═══ ESTRATTO DEL TESTO ═══
El Paso/Juarez è un agglomerato urbano con tre milioni di abitanti circondato dal deserto di Chihuahua. Far, far, away in the nothingness something happened ("lontano, lontanissimo, in mezzo al nulla è successo qualcosa"), si leggeva in un romanzo ambientato in queste terre. La Signora Nothingness, l'ineludibile vuotezza tra una comunitas e l'altra, che influenza ogni rapporto umano, la produzione culturale, la letteratura.
Quando al terzo giorno di viaggio noi caravanisti facciamo tappa al Mercado Mayapan – un immenso magazzino trasformato in centro culturale dall'associazione Mujer Obrera, che da trent'anni difende i diritti delle operaie messicane di El Paso – resto sorpreso dall'incredibile vivacità del luogo, a dispetto del suo relativo isolamento: il Mercado straborda di famiglie, studenti, operatori culturali, venuti da ogni angolo della contea per accogliere i librotraficantes e la loro causa.
═══
IL TUO COMPITO — Ricopia fedelmente dall'estratto su El Paso il passo che comincia con "El Paso/Juarez è" e termina con "culturale, la letteratura.". I dati che seguono sono materiale distinto dall'estratto.
═══ DATI DISPONIBILI ═══
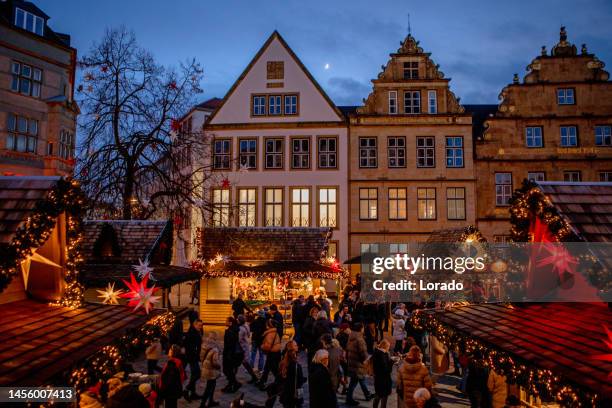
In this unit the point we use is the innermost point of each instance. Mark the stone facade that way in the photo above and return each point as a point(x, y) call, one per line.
point(554, 125)
point(399, 141)
point(37, 110)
═══
RISULTATO —
El Paso/Juarez è un agglomerato urbano con tre milioni di abitanti circondato dal deserto di Chihuahua. Far, far, away in the nothingness something happened ("lontano, lontanissimo, in mezzo al nulla è successo qualcosa"), si leggeva in un romanzo ambientato in queste terre. La Signora Nothingness, l'ineludibile vuotezza tra una comunitas e l'altra, che influenza ogni rapporto umano, la produzione culturale, la letteratura.